**AUFGABE**
Beantworte anhand des Textauszugs zum Film „In Liebe, Eure Hilde“ diese Fragen:
(a) Die wievielte gemeinsame Arbeit des Kreativpaars Dresen und Stieler ist der Film?
(b) Welchem Film, ebenfalls einer Berlinale-Premiere, wird der Film gegenübergestellt?
(c) Als was ist die Frau in ihrem letzten Jahr tätig?

**TEXTAUSZUG**
⁂

Dem bittersüßen Schwank „Rabiye Kurnaz vs. George Bush“, ebenfalls eine Berlinale-Premiere, stellt das Kreativpaar Dresen und Stieler in ihrer zwölften gemeinsamen Arbeit seit ihren Anfängen als Filmemacher in den Achtzigerjahren und dem dritten gemeinsamen Kinoprojekt in Folge nun dokumentarische Härte entgegen. Es gibt keinen Score, die Kamera ist nahe, aber unbeteiligt, beobachtend dabei. Sie sieht zu, wie diese zierliche Frau den Alltag ihres letzten Jahres erlebt, ihren kleinen Sohn an der Seite, als engagierte Hilfe in der Krankenabteilung, geschätzt schließlich auch von den Wärterinnen. Und doch gibt es kein Entkommen aus dieser Situation, steht immer die Erkenntnis im Raum, dass diese wenigen Tage mit ihrem Kind die einzigen bleiben werden. Unerbittlich geht „In Liebe, Eure Hilde“ den Weg mit. Wobei unerbittlich das falsche Wort ist, weil die Kamera gar nichts macht, außer aufzuzeichnen und zuzusehen und mitzugehen. Bis es vorbei ist. Da wird nichts hochgejazzt, gibt es keine Melodrama, kein falsches Pathos.

⁂

(Gespeicherte Dateneinträge)
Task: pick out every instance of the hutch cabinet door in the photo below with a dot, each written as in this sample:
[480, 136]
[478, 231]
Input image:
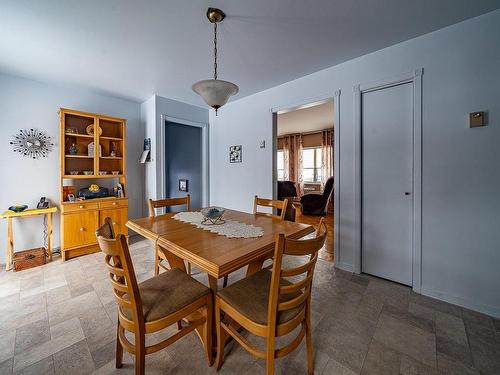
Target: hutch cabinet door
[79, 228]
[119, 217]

⁂

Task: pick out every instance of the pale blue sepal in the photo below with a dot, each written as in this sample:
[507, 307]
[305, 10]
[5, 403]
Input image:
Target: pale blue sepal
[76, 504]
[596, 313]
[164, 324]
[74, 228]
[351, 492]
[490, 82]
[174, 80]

⁂

**ANTWORT**
(a) Die zwölfte gemeinsame Arbeit und das dritte gemeinsame Kinoprojekt in Folge.
(b) Dem Schwank „Rabiye Kurnaz vs. George Bush“.
(c) Als engagierte Hilfe in der Krankenabteilung.